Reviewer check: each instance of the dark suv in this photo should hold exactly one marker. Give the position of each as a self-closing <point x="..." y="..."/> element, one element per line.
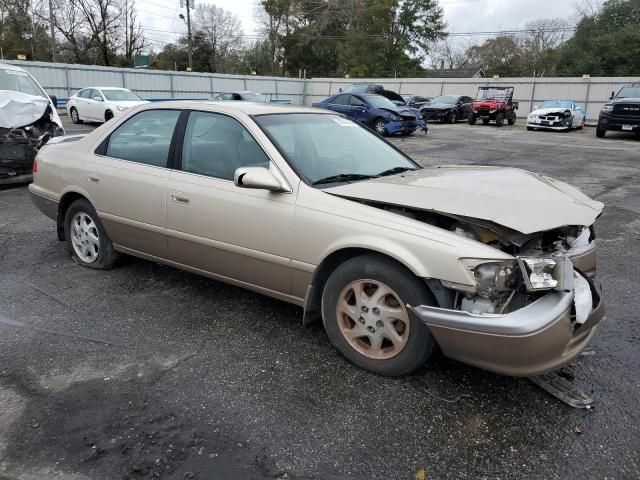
<point x="622" y="112"/>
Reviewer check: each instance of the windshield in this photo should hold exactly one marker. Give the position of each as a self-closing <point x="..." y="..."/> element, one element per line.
<point x="555" y="104"/>
<point x="449" y="99"/>
<point x="380" y="102"/>
<point x="121" y="96"/>
<point x="492" y="94"/>
<point x="254" y="97"/>
<point x="19" y="81"/>
<point x="318" y="146"/>
<point x="629" y="92"/>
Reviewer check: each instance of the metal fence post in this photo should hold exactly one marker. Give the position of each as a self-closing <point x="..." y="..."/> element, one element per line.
<point x="586" y="100"/>
<point x="66" y="79"/>
<point x="533" y="93"/>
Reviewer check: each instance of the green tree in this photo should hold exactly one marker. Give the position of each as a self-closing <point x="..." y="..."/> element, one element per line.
<point x="606" y="43"/>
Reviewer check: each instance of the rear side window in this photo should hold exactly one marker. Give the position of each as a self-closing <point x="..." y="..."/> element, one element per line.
<point x="144" y="138"/>
<point x="341" y="100"/>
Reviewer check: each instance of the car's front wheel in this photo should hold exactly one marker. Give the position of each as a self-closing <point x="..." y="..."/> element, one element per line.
<point x="75" y="118"/>
<point x="87" y="239"/>
<point x="365" y="314"/>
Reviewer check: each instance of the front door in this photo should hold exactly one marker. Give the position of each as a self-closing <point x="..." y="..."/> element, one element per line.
<point x="214" y="226"/>
<point x="126" y="181"/>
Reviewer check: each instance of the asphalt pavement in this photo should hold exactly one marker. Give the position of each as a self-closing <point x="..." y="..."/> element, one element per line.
<point x="145" y="371"/>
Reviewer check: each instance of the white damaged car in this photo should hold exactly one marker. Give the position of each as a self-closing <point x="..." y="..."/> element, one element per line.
<point x="28" y="119"/>
<point x="556" y="115"/>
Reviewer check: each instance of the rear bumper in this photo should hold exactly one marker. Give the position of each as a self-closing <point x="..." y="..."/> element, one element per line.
<point x="532" y="340"/>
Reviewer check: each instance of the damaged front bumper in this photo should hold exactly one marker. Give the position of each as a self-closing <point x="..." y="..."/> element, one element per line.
<point x="535" y="339"/>
<point x="405" y="126"/>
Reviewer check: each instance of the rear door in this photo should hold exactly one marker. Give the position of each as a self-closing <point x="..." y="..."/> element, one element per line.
<point x="126" y="179"/>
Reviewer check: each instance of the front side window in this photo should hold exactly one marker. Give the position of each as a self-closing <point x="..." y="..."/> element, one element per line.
<point x="216" y="145"/>
<point x="144" y="138"/>
<point x="318" y="146"/>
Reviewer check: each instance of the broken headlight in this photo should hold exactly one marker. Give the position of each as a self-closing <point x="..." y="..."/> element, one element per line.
<point x="538" y="272"/>
<point x="493" y="277"/>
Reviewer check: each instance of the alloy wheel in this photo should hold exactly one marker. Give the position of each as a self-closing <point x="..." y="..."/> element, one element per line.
<point x="85" y="237"/>
<point x="373" y="319"/>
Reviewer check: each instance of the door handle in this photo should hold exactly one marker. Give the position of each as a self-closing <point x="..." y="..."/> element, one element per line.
<point x="179" y="199"/>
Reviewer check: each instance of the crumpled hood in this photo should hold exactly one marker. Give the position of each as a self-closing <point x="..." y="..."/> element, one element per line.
<point x="549" y="111"/>
<point x="523" y="201"/>
<point x="439" y="106"/>
<point x="20" y="109"/>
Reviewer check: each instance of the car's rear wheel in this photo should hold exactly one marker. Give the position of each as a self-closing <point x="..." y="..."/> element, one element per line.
<point x="379" y="127"/>
<point x="365" y="314"/>
<point x="75" y="118"/>
<point x="87" y="239"/>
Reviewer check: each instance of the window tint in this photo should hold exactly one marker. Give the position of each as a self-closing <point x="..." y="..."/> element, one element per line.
<point x="341" y="100"/>
<point x="216" y="145"/>
<point x="144" y="138"/>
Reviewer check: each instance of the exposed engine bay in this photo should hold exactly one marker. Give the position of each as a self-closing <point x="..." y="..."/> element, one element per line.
<point x="543" y="262"/>
<point x="19" y="145"/>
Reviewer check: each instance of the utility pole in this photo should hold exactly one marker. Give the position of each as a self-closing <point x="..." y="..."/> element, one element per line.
<point x="189" y="35"/>
<point x="53" y="36"/>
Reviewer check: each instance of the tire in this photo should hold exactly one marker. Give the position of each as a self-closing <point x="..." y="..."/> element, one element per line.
<point x="379" y="127"/>
<point x="412" y="343"/>
<point x="75" y="118"/>
<point x="86" y="238"/>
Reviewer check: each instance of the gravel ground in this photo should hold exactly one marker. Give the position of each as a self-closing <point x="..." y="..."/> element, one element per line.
<point x="144" y="371"/>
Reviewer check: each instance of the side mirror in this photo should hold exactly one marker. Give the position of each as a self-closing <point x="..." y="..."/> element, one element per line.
<point x="257" y="177"/>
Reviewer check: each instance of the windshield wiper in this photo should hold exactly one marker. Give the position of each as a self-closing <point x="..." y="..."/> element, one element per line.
<point x="394" y="171"/>
<point x="343" y="177"/>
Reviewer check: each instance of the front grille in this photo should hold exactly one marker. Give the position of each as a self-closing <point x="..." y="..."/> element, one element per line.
<point x="627" y="110"/>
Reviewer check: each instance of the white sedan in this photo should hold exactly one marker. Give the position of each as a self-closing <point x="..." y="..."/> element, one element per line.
<point x="101" y="104"/>
<point x="556" y="115"/>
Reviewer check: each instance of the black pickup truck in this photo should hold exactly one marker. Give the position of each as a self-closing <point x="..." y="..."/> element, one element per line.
<point x="622" y="112"/>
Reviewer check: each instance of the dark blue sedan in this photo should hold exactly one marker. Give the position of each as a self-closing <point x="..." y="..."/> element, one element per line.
<point x="376" y="112"/>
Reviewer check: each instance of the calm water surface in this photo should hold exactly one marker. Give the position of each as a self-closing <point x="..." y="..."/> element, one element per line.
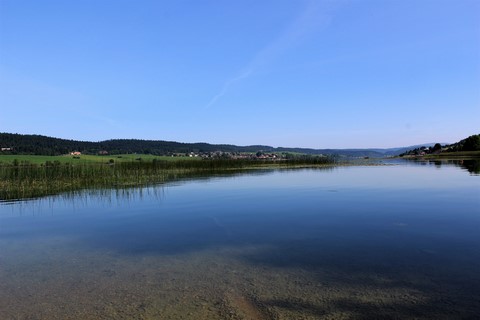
<point x="377" y="242"/>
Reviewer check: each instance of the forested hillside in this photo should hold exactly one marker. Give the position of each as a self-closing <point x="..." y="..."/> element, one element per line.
<point x="43" y="145"/>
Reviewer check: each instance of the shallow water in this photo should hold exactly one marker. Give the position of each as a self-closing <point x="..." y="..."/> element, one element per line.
<point x="387" y="242"/>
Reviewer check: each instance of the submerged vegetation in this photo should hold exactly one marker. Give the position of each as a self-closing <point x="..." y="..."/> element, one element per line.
<point x="23" y="179"/>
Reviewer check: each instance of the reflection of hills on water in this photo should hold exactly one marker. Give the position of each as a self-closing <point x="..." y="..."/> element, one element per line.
<point x="137" y="191"/>
<point x="471" y="165"/>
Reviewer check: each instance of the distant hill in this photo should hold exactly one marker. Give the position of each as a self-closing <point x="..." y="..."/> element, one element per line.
<point x="42" y="145"/>
<point x="472" y="143"/>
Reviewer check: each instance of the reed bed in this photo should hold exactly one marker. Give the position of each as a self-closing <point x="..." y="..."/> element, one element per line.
<point x="22" y="180"/>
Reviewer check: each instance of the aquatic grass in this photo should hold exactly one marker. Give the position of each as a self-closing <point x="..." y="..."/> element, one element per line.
<point x="21" y="180"/>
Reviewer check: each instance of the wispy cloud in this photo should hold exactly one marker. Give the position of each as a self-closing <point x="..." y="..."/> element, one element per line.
<point x="227" y="85"/>
<point x="314" y="17"/>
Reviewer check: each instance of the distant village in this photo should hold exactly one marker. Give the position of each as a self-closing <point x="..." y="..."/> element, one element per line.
<point x="212" y="155"/>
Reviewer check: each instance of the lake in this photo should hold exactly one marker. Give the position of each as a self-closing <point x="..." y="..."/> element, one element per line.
<point x="397" y="241"/>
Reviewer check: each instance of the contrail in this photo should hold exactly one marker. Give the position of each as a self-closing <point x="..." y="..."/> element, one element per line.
<point x="226" y="86"/>
<point x="314" y="17"/>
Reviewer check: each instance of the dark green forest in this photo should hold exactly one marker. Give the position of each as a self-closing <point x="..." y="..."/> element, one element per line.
<point x="43" y="145"/>
<point x="472" y="143"/>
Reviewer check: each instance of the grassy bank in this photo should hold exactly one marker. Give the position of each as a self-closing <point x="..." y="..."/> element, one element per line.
<point x="21" y="179"/>
<point x="88" y="159"/>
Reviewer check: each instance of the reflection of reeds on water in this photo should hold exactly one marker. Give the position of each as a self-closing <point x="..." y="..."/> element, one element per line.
<point x="23" y="180"/>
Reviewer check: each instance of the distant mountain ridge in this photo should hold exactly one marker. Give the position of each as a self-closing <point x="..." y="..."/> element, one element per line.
<point x="13" y="143"/>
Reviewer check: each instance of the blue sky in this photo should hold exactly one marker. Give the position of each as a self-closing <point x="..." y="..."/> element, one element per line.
<point x="319" y="74"/>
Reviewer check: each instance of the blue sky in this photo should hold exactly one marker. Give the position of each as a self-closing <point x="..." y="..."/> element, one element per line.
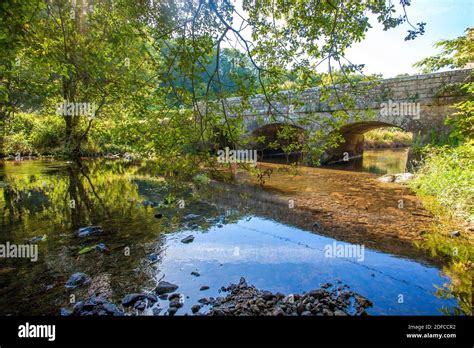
<point x="386" y="52"/>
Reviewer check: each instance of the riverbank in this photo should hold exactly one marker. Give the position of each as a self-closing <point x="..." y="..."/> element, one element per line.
<point x="241" y="300"/>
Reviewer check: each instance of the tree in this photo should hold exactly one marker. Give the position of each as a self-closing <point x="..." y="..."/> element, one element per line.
<point x="456" y="53"/>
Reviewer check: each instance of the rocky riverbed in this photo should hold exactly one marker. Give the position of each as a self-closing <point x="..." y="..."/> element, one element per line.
<point x="241" y="300"/>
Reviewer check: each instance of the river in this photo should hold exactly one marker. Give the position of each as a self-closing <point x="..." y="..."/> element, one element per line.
<point x="276" y="236"/>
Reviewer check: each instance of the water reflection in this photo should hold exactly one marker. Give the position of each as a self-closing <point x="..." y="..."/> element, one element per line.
<point x="377" y="161"/>
<point x="54" y="199"/>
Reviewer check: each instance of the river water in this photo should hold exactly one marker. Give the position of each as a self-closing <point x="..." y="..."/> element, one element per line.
<point x="240" y="230"/>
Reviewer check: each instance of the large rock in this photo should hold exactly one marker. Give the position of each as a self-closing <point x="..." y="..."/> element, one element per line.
<point x="131" y="299"/>
<point x="89" y="231"/>
<point x="165" y="287"/>
<point x="76" y="280"/>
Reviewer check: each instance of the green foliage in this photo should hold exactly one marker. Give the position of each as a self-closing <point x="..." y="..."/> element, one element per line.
<point x="201" y="179"/>
<point x="455" y="53"/>
<point x="448" y="174"/>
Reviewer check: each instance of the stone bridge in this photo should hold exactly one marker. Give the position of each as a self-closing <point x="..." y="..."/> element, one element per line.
<point x="417" y="104"/>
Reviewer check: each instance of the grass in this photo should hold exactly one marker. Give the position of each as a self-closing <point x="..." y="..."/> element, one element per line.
<point x="447" y="174"/>
<point x="445" y="184"/>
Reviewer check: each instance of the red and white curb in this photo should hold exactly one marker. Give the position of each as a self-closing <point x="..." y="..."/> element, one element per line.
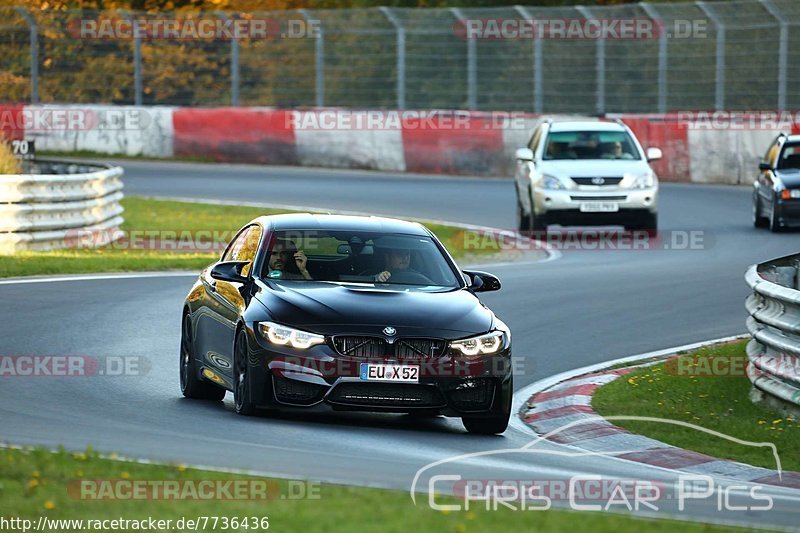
<point x="559" y="411"/>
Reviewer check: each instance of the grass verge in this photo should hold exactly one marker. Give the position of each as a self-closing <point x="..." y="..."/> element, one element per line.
<point x="36" y="483"/>
<point x="708" y="388"/>
<point x="148" y="217"/>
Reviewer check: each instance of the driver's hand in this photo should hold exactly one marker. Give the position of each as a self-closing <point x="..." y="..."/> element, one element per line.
<point x="300" y="259"/>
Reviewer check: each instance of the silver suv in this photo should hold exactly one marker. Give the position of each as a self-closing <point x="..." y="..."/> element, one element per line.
<point x="585" y="172"/>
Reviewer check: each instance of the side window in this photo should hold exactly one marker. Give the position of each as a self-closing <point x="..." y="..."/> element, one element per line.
<point x="771" y="156"/>
<point x="535" y="140"/>
<point x="244" y="247"/>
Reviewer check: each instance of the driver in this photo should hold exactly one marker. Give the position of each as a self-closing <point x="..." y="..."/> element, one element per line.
<point x="395" y="260"/>
<point x="287" y="262"/>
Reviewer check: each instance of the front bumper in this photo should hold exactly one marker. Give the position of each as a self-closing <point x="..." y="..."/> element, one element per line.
<point x="788" y="212"/>
<point x="321" y="379"/>
<point x="547" y="201"/>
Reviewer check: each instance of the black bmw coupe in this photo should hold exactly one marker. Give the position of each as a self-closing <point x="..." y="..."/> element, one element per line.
<point x="347" y="313"/>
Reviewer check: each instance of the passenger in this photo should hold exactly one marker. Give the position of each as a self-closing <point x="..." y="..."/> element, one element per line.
<point x="287" y="262"/>
<point x="614" y="151"/>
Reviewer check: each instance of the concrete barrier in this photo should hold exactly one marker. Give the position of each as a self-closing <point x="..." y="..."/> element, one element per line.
<point x="482" y="145"/>
<point x="67" y="201"/>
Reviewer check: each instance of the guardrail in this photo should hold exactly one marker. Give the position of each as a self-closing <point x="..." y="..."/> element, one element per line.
<point x="55" y="203"/>
<point x="774" y="324"/>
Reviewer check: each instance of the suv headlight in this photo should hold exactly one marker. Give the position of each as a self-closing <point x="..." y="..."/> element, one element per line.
<point x="286" y="336"/>
<point x="485" y="344"/>
<point x="550" y="182"/>
<point x="644" y="181"/>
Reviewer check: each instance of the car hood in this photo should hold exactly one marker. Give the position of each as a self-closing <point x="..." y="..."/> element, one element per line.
<point x="329" y="308"/>
<point x="592" y="167"/>
<point x="790" y="177"/>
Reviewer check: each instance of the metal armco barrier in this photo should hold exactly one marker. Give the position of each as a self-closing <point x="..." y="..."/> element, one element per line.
<point x="58" y="203"/>
<point x="774" y="324"/>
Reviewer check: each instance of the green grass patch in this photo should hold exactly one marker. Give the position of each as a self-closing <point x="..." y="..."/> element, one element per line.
<point x="36" y="483"/>
<point x="144" y="217"/>
<point x="708" y="388"/>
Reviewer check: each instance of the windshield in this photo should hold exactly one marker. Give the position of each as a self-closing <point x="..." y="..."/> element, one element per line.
<point x="357" y="257"/>
<point x="590" y="145"/>
<point x="790" y="157"/>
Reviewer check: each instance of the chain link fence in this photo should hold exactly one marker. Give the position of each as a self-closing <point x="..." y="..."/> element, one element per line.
<point x="738" y="54"/>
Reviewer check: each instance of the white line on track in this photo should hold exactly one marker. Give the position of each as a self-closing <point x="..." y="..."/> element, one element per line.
<point x="521" y="396"/>
<point x="95" y="277"/>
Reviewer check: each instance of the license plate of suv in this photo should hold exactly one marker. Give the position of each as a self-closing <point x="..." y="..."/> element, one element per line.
<point x="599" y="207"/>
<point x="380" y="372"/>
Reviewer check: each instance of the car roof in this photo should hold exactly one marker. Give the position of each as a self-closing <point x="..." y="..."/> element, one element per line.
<point x="311" y="221"/>
<point x="586" y="125"/>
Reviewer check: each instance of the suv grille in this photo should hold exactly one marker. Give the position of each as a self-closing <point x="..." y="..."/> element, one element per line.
<point x="606" y="180"/>
<point x="379" y="347"/>
<point x="386" y="395"/>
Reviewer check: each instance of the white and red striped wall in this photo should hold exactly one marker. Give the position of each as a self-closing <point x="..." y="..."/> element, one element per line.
<point x="482" y="145"/>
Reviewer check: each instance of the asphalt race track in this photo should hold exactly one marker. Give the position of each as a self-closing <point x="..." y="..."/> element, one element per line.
<point x="585" y="307"/>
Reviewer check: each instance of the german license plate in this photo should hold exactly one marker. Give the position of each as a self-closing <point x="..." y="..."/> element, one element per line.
<point x="379" y="372"/>
<point x="599" y="207"/>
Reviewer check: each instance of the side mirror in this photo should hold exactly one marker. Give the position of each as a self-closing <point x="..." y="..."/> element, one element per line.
<point x="524" y="154"/>
<point x="654" y="154"/>
<point x="482" y="281"/>
<point x="230" y="271"/>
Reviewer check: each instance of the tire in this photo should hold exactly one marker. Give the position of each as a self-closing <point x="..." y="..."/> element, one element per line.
<point x="774" y="225"/>
<point x="523" y="220"/>
<point x="759" y="221"/>
<point x="539" y="225"/>
<point x="646" y="221"/>
<point x="241" y="383"/>
<point x="493" y="425"/>
<point x="192" y="386"/>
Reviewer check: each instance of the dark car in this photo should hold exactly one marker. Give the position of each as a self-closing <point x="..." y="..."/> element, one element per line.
<point x="776" y="194"/>
<point x="350" y="313"/>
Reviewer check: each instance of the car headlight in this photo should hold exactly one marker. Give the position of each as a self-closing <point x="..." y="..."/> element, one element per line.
<point x="286" y="336"/>
<point x="485" y="344"/>
<point x="550" y="182"/>
<point x="644" y="181"/>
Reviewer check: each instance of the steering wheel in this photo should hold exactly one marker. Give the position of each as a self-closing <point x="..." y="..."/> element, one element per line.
<point x="410" y="277"/>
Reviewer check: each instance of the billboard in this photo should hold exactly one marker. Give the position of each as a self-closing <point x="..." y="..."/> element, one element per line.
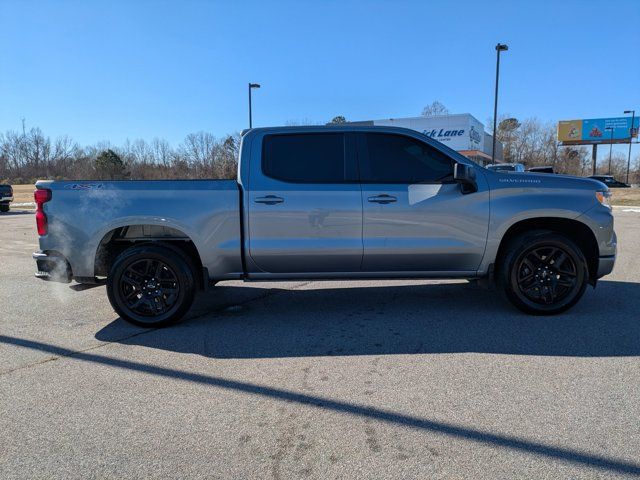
<point x="596" y="130"/>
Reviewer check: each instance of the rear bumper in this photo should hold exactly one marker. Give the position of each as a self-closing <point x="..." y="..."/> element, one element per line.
<point x="52" y="267"/>
<point x="605" y="265"/>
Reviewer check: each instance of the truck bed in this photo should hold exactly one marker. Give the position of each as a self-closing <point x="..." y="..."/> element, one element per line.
<point x="81" y="213"/>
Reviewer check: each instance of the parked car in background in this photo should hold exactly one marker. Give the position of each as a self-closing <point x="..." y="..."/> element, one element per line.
<point x="609" y="181"/>
<point x="541" y="170"/>
<point x="506" y="167"/>
<point x="6" y="197"/>
<point x="328" y="203"/>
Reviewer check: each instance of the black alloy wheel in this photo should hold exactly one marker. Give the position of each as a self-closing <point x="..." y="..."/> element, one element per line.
<point x="543" y="273"/>
<point x="151" y="285"/>
<point x="546" y="275"/>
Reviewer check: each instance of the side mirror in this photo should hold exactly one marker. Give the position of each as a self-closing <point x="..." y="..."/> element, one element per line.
<point x="465" y="175"/>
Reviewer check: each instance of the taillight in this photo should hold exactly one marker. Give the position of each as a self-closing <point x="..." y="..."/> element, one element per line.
<point x="41" y="196"/>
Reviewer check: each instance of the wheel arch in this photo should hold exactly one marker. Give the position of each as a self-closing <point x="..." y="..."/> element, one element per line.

[Work to complete] Set down nothing but the lines from the one containing "Reviewer check: each instance of the black alloy" through the final line above, exactly as written.

[Exercise response]
Reviewer check: each instance of the black alloy wheel in this photo should hold exactly one marker. Give the position of each as a self-closing <point x="..." y="..."/> element, one element per line.
<point x="543" y="273"/>
<point x="151" y="285"/>
<point x="546" y="275"/>
Reviewer check: each instance of the side mirror in this photo should hold exactly one marker. Give the position of each as a self-closing <point x="..." y="..."/> element, one element per line.
<point x="465" y="175"/>
Reviewer check: each instance of the taillight in this photo should hold exactly one marker. Give the position of each as a self-closing <point x="..." y="..."/> element, one element per line.
<point x="41" y="196"/>
Reviewer check: each instance of the wheel arch in this photo should hold exactly one marker. Give the position of each as a self-closing <point x="..." y="..."/> element, one element per line.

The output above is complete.